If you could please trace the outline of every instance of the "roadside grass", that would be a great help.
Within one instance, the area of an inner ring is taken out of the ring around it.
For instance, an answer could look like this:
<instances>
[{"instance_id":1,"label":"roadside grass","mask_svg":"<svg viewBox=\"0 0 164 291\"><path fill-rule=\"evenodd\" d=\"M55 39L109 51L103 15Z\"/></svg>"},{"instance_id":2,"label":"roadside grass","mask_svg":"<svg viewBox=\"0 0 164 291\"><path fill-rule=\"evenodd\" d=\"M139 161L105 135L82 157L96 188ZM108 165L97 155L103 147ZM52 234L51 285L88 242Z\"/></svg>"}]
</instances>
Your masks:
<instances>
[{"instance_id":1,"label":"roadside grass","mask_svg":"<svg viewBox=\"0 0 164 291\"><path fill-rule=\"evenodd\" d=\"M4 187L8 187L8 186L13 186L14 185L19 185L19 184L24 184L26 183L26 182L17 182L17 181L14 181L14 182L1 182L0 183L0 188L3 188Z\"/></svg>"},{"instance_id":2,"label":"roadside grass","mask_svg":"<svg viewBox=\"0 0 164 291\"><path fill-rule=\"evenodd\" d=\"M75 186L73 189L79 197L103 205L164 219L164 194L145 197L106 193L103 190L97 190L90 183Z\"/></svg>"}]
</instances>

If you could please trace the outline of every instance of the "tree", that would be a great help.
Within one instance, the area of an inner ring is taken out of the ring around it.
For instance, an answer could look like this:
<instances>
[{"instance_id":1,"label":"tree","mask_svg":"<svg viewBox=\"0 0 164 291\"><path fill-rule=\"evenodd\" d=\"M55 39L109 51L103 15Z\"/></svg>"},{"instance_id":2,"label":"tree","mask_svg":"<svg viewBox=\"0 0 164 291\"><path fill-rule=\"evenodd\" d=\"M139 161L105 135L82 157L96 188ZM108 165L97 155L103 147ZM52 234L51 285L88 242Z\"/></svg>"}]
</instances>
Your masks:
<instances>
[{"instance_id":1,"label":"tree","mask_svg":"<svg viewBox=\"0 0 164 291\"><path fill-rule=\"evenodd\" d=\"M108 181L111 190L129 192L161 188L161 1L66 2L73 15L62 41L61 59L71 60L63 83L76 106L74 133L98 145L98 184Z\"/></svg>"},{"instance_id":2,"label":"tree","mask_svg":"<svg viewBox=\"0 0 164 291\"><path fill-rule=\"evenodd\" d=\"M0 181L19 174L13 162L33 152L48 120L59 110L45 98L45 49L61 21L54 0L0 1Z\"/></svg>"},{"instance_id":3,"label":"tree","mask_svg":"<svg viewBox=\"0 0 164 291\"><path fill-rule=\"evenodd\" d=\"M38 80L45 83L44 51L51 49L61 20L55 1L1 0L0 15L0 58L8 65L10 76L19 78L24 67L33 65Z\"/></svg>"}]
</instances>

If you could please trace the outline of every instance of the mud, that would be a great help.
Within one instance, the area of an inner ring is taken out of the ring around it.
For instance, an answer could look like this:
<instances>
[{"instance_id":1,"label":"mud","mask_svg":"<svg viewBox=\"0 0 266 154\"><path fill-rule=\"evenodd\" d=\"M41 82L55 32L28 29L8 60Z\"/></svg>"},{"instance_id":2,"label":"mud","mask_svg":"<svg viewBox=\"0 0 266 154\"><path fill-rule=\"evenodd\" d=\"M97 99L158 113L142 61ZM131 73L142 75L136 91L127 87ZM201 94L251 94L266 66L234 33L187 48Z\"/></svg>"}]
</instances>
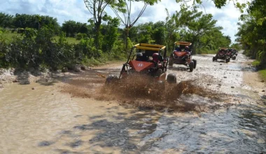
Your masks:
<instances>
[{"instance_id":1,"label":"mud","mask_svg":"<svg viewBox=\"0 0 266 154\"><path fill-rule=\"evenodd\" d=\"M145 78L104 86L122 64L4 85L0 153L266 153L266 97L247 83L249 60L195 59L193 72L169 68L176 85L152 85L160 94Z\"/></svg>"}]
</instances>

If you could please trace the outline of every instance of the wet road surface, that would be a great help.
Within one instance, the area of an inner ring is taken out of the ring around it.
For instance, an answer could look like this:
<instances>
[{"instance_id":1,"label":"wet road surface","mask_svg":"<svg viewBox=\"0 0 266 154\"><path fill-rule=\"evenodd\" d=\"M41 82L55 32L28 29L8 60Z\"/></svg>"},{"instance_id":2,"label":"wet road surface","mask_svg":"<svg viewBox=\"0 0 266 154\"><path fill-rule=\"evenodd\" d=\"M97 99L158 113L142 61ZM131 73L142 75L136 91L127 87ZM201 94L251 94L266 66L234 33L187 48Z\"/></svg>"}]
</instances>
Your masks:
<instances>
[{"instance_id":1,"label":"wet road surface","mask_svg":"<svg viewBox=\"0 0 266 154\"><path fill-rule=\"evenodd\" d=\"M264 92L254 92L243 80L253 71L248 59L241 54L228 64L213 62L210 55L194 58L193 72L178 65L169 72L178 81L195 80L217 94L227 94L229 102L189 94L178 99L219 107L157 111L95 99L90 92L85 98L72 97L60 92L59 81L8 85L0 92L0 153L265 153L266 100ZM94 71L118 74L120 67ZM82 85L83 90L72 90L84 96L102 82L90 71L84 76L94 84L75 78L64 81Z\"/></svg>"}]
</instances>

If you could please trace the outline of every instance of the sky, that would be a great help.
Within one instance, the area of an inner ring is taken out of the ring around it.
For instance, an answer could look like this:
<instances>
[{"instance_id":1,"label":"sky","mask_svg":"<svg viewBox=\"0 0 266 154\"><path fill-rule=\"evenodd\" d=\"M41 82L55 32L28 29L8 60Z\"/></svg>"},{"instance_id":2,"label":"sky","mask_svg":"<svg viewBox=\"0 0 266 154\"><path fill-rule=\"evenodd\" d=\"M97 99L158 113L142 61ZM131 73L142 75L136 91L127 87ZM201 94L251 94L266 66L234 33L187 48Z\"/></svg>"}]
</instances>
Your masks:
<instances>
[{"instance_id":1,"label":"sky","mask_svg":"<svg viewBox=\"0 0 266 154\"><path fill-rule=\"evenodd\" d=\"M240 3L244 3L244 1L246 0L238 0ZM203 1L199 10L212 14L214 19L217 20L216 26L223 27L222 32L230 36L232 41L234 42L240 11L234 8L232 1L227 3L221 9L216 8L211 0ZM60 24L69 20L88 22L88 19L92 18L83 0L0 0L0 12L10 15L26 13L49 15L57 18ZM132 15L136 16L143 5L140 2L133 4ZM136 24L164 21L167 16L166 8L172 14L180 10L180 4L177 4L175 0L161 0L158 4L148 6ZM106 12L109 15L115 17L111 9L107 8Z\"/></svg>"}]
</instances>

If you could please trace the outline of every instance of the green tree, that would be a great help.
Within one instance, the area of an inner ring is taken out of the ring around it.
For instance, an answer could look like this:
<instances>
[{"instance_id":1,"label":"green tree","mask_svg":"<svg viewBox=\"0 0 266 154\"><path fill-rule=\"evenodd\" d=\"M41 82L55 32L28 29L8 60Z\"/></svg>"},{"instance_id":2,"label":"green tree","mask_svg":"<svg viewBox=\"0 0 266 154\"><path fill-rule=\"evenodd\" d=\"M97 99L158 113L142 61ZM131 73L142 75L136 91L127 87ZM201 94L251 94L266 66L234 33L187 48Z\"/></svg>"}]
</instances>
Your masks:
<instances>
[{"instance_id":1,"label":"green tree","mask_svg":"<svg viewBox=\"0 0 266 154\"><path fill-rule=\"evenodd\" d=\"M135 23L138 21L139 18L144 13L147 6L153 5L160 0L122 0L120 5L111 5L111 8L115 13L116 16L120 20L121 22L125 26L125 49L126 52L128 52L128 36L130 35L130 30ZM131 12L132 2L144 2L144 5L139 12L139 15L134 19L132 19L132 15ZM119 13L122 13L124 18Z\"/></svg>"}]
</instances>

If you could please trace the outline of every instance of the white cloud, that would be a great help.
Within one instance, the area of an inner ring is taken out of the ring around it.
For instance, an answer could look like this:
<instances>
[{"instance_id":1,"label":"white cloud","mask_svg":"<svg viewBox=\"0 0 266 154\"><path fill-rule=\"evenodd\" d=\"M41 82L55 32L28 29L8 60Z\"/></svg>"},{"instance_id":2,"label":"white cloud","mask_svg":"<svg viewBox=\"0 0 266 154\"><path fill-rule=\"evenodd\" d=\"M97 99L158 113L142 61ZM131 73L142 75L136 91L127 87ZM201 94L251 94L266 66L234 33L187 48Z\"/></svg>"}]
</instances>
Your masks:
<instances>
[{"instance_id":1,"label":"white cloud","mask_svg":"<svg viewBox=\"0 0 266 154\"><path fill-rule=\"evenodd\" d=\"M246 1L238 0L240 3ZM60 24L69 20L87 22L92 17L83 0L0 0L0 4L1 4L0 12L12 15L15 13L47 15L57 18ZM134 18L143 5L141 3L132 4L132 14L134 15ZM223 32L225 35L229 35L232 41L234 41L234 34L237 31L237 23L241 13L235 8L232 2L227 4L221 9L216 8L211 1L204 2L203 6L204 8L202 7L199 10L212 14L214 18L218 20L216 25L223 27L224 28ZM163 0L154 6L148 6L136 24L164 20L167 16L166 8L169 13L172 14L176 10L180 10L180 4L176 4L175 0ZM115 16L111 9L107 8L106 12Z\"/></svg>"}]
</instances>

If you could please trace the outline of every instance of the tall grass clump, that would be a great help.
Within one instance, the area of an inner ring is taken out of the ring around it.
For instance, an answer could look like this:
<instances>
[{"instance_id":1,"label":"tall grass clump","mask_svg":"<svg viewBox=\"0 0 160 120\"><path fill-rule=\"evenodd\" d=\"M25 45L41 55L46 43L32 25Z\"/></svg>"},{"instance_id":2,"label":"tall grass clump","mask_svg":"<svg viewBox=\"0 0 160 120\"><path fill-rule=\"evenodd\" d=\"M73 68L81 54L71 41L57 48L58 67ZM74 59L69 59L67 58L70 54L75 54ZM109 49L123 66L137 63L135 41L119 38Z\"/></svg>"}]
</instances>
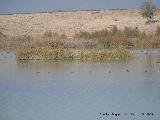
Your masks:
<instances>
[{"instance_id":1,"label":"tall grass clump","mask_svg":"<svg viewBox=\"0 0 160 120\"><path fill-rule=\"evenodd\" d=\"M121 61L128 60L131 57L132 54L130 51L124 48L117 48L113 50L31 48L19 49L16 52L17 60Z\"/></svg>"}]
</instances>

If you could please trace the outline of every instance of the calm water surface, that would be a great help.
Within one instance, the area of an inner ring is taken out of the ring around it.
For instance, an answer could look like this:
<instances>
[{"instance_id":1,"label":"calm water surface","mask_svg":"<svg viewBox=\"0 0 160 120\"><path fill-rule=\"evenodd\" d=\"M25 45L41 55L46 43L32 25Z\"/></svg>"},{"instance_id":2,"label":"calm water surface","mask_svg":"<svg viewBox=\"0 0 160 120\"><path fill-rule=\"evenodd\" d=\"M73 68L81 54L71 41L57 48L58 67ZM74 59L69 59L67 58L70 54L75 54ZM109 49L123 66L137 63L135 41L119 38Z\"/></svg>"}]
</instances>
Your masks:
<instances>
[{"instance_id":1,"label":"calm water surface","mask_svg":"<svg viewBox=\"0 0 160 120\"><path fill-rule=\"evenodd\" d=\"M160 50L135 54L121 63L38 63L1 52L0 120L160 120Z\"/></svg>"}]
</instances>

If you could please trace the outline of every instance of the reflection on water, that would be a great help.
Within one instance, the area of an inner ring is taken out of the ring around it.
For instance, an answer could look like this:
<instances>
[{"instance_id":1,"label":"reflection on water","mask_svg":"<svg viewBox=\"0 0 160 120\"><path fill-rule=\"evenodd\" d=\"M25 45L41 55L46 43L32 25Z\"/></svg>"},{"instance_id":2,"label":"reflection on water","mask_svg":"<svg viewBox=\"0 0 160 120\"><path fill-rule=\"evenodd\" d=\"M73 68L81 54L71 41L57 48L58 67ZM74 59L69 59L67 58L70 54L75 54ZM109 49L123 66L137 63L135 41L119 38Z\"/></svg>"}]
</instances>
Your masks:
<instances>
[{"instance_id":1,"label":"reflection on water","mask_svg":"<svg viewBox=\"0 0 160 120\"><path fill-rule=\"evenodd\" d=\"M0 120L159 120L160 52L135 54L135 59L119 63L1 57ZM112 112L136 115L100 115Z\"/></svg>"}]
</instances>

---+---

## PROMPT
Copy the listing from the line that contains "water, that would be a great help." through the end of the listing, changing "inner ring" to "enclosed ring" and leaving everything else as it is.

## THE COMPLETED TASK
If you could please trace the outline of every instance of the reflection on water, that would be a great help.
Within one instance, the area of an enclosed ring is taken out of the ring around it.
For instance, an answer could look like this:
<instances>
[{"instance_id":1,"label":"reflection on water","mask_svg":"<svg viewBox=\"0 0 160 120\"><path fill-rule=\"evenodd\" d=\"M25 45L41 55L46 43L32 25Z\"/></svg>"},{"instance_id":2,"label":"reflection on water","mask_svg":"<svg viewBox=\"0 0 160 120\"><path fill-rule=\"evenodd\" d=\"M73 68L81 54L71 41L57 48L58 67ZM74 59L69 59L67 58L70 54L75 54ZM109 49L123 66L137 63L135 41L119 38Z\"/></svg>"}]
</instances>
Your masks:
<instances>
[{"instance_id":1,"label":"reflection on water","mask_svg":"<svg viewBox=\"0 0 160 120\"><path fill-rule=\"evenodd\" d=\"M0 120L159 120L160 52L135 54L135 59L119 63L1 57ZM112 112L136 115L100 115Z\"/></svg>"}]
</instances>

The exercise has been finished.